List of tasks »
a – In the organic rice abstract, write out the text again from "Title: Organic Rice" to "of Agronomy Meetings.", substituting "Cultivation" for "Production".
b – According to the organic rice abstract, what are the major constraints facing organic rice production?
c – Decide whether each statement agrees with the organic rice abstract, and support each answer with the deciding words of the text: (i) Most organic rice acreage is located in Texas and California. (ii) Organically produced rice is less vulnerable to foliar pathogens than conventionally produced rice. (iii) Cowpeas were among the rotational and green manure crops evaluated.

Text for analysis »
◇ ◇ ◇ ◇ ◇
Title: Organic Rice Production: Challenges and Opportunities

item McClung, Anna
item McClung, Anna
item Chen, Ming-Hsuan
item Haney, Richard
item ZHOU, XIN-GEN - Texas Agrilife Research

Submitted to: American Society of Agronomy Meetings
Publication Type: Abstract Only
Publication Acceptance Date: 8/4/2010
Publication Date: 11/3/2010
Citation: Mcclung, A.M., Chen, M., Haney, R.L., Zhou, X. 2010. Organic Rice Production: Challenges and Opportunities. American Society of Agronomy Meetings.

Interpretive Summary:

Technical Abstract: The market demand for organically produced rice has grown steadily with the majority of the acreage now being located in Texas and California. A wide range of organic products are marketed including conventional long and medium grain rice, aromatic or scented rice, rice with colored bran, and rice flour. The major constraints facing organic rice production are yield potential and weed control. We have evaluated a number of organic fertility amendments to identify those that are the most effective in increasing rice yield. We have observed that organically produced rice is more vulnerable to infection by foliar pathogens like Bipolaris oryzae causing brown spot and Cercospora janseana causing narrow brown leaf spot than conventionally produced rice. This may be partially due to nitrogen deficiency as a result of using slow release organic fertilizers. Developing organic cropping systems which enhance soil nutrient quality may be a means for improving yield under organic management as well as improving foliar disease control. To this end, we have evaluated several rotational crops and green manure crops including black oats, sorghum-sudangrass, soybeans, clover, ryegrass, cowpeas, and cereal rye, to determine their impact on soil fertility and weed control. In addition we have evaluated a wide range of rice cultivars that differ in agronomic and grain quality traits under both conventional and organic systems. The objective was to determine the genotype by management interaction on yield potential, milling quality, and grain nutrient composition. Results will be presented describing organic production variables that have the greatest potential for enhancing rice crop value.
◇ ◇ ◇ ◇ ◇
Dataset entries

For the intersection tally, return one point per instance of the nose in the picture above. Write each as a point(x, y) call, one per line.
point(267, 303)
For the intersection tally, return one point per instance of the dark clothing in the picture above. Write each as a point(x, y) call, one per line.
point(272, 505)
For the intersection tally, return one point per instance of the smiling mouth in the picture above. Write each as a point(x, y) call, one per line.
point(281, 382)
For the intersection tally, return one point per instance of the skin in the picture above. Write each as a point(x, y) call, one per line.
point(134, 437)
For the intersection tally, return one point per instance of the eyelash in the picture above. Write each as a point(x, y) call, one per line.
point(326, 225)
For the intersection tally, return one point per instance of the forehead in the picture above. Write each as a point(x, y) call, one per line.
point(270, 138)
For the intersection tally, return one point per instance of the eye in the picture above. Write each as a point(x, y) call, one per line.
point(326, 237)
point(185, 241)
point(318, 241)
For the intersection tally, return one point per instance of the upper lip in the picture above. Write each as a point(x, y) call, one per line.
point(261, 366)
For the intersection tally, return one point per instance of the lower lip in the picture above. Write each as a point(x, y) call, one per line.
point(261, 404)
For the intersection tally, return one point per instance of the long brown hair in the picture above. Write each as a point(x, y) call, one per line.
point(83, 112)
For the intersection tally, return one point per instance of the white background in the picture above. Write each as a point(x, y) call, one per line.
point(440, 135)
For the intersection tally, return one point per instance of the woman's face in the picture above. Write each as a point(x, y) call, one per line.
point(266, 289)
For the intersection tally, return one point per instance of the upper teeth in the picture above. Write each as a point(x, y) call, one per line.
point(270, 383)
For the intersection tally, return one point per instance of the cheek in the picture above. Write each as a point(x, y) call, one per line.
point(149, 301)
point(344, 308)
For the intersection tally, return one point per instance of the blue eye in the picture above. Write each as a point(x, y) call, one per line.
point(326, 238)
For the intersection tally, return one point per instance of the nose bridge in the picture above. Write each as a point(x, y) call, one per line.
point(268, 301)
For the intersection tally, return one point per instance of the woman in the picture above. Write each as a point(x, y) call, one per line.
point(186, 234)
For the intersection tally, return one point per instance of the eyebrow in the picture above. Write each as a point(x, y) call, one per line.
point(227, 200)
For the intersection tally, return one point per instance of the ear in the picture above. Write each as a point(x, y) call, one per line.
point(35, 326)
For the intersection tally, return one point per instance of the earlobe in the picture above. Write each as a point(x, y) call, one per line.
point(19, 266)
◇ ◇ ◇ ◇ ◇
Outputs for the tasks »
a –
Title: Organic Rice Cultivation: Challenges and Opportunities

item McClung, Anna
item McClung, Anna
item Chen, Ming-Hsuan
item Haney, Richard
item ZHOU, XIN-GEN - Texas Agrilife Research

Submitted to: American Society of Agronomy Meetings
Publication Type: Abstract Only
Publication Acceptance Date: 8/4/2010
Publication Date: 11/3/2010
Citation: Mcclung, A.M., Chen, M., Haney, R.L., Zhou, X. 2010. Organic Rice Cultivation: Challenges and Opportunities. American Society of Agronomy Meetings.

b – Yield potential and weed control.

c –
(i) Yes: "with the majority of the acreage now being located in Texas and California."
(ii) No: "organically produced rice is more vulnerable to infection by foliar pathogens like Bipolaris oryzae causing brown spot and Cercospora janseana causing narrow brown leaf spot than conventionally produced rice."
(iii) Yes: "we have evaluated several rotational crops and green manure crops including black oats, sorghum-sudangrass, soybeans, clover, ryegrass, cowpeas, and cereal rye."